SOURCE EXCERPT:

----------

02-01-2002, 01:10 PM
I just finished this book and it's the nuts and probably would be a big hit among the likes of minds that hang around 2+2.


It's not a humor book, not by the longest stretch, but it does have one little gem worth sharing:


The basis of capitalism is the exploitation of man by man, and with socialism it's just the opposite.


Tommy

02-01-2002, 02:02 PM

02-01-2002, 02:24 PM
The basis of capitalism is the induction of cooperation by withholding and granting claims on propery (whether you call it "several" property or "private" property). Without a moral framework that enables you to deny or grant something to your fellow man, the only means of acquiring cooperation is force.


Through several property, each man has a handle, and a check, on the aims and ambitions of others. Through the price system, each man has a telecommunications system by which he can discover the aims of others, and harness them to realize his own aims better than he could acting on his own.


Through capitalism, the greatest possible realization of human aims by each person, through choices between alternative activities, and not at the expense but to the benefit of other people, is discovered. Capitalism is the only information-dissemination mechanism by which individual people can figure out how to dovetail their plans with the needs and wants of 10 billion faceless strangers.


eLROY

02-01-2002, 02:38 PM
As an aside, I recently visited a web-site at lucifer.com.


The proprietors held to the illusion that a moral framework can be designed - calculated in effect - as a product of human reason.


But the system encompassing multiple human beings is so complex that no individual can foresee, analyze - or therefore choose between - the consequences of his "alternative" moral behaviors.


All efforts at moral calculation throughout history have merely deteriorated into the application of force by leaders, on minorities, in response to least-common-denominator mob aims. Moreover, the mob calculation was irrational, so their aims were not realized even at the expense of the lives of minorities!


No amount of human reason can ever calculate how to coordinate and intertwine human activites for maximum mutual gain. Moreover, the only morals which survive are those which, in no foreseeable way, promote the survival of the society which transmits them.


So, for instance, "Don't be fruitful, and don't multiply" is a conceivable "calculation." But it can probably never be a "moral."


eLROY

02-01-2002, 02:48 PM
The quote is the exact opposite of reality. Socialism exploits, capitalism does not. Capitalism does not use force to get people to produce, buy, or sell. Someday we might even try capitalism.

02-01-2002, 02:49 PM
On this page, the book is promoted as explaining what we can do when self-destructive moral systems are unleashed:


http://www.amazon.com/exec/obidos/tg/stores/detail/-/books/0387984194/reader/2/102-1060032-5442515#reader-link


But in reality, no human reason is needed to resolve such systems - as they self destruct, and have no reason to ever even be examined except as laboratory oddities to titillate intellectuals in the course of selling books.

----------

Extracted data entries
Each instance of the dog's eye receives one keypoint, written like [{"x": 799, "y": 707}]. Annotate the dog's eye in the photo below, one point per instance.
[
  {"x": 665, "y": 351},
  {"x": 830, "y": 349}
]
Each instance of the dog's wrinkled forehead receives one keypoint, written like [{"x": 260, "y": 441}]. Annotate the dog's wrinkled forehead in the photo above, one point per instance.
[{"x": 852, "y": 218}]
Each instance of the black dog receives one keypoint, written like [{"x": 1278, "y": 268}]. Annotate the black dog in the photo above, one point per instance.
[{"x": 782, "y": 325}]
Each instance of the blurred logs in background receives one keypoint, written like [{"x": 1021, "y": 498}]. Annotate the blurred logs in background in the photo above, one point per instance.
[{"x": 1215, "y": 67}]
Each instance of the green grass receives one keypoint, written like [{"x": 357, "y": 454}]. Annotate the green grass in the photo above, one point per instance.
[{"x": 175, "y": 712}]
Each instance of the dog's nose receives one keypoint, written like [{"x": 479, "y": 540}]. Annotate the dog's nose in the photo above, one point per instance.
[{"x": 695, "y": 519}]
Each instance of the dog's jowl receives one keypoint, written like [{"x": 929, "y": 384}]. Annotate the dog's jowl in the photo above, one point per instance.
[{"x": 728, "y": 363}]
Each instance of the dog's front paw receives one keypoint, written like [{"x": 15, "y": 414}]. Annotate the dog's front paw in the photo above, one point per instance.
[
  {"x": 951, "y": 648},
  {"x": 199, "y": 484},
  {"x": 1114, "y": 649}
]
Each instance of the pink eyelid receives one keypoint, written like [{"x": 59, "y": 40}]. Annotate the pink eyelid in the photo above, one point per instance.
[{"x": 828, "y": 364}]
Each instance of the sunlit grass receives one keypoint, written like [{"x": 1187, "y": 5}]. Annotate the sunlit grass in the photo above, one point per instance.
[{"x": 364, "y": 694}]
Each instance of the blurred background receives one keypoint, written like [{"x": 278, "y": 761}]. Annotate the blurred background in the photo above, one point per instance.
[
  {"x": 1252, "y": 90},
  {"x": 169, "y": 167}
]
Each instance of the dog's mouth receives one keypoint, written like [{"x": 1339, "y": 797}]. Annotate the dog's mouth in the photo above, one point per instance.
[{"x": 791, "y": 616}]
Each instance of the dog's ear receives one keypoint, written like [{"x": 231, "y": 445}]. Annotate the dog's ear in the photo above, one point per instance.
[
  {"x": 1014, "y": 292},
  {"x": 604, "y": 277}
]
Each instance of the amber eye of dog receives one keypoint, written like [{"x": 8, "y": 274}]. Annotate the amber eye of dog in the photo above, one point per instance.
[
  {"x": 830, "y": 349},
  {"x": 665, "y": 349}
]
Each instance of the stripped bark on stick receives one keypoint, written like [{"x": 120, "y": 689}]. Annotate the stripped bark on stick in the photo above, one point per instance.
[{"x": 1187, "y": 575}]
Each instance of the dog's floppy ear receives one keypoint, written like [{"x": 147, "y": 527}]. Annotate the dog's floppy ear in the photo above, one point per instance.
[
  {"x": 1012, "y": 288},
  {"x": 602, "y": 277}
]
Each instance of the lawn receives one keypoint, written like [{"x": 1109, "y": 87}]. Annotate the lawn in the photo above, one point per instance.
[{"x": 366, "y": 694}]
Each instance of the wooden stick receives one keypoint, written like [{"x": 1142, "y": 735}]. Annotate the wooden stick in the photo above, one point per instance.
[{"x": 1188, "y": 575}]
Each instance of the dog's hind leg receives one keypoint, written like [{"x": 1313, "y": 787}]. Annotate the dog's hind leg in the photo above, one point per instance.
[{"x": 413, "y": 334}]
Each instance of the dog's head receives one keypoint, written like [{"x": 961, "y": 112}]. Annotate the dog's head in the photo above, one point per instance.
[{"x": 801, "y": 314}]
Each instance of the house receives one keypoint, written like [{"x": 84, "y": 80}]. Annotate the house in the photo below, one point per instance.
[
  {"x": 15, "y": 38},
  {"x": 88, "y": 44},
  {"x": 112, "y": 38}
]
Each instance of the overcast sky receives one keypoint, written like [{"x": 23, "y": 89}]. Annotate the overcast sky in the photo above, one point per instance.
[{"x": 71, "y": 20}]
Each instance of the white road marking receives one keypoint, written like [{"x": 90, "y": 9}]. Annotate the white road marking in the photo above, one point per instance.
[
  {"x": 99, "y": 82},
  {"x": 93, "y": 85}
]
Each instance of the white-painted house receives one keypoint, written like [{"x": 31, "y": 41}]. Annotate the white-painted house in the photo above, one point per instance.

----------

WHAT TO WORK ON:
[a] Answer these about the forum thread on capitalism and socialism:
(i) What kind of book does the first post say the book is not?
(ii) According to the post at 02:24 PM, what is the only means of acquiring cooperation without a moral framework?
(iii) Which web site does the post at 02:38 PM say was recently visited?
[b] Carry the forum thread on capitalism and socialism forward past its final sentence.

RESPONSES IN ORDER:
[a]
(i) A humor book.
(ii) Force.
(iii) lucifer.com.

[b]
leroy

02-01-2002, 02:55 PM
And no central authority can ever discover even a tiny, tiny, tiny, tiny, tiny fraction of the positive-sum cooperation opportunities presented through the reassignment of private property rights - such as to the product of individual labor - through the unfettered associations of atomistic individuals.


leroy

02-01-2002, 02:56 PM
Sorry, but you are wrong.


In a true socialist model, noone would ever be exploited.


It's just getting a true socialist model to work has proved impossible thus far.


Keith

02-01-2002, 03:10 PM
The reason socialism has never worked, and never will, is because people have no idea what to do.


So someone has to


1) figure out for them what to do, and

2) get them to do it.


But, by definition, there is no way of getting them to do it by paying them - because the worker is never given a means to communicate what he wants in return!


So with no means of discovering (and disseminating) what an individual wants - whereby his cooperation could be induced - the community (meaning the coercive authority in whom they have vested coercive powers) has no option but to tell someone "You're going to do this, and take what you get, and like it."


The only reason it cannot accurately be termed "exploitation" is because, for it to be so, somebody somewhere would actually have to somehow get what he wants at the end of all the misery. And apart from a few elites for a brief period, that never happens.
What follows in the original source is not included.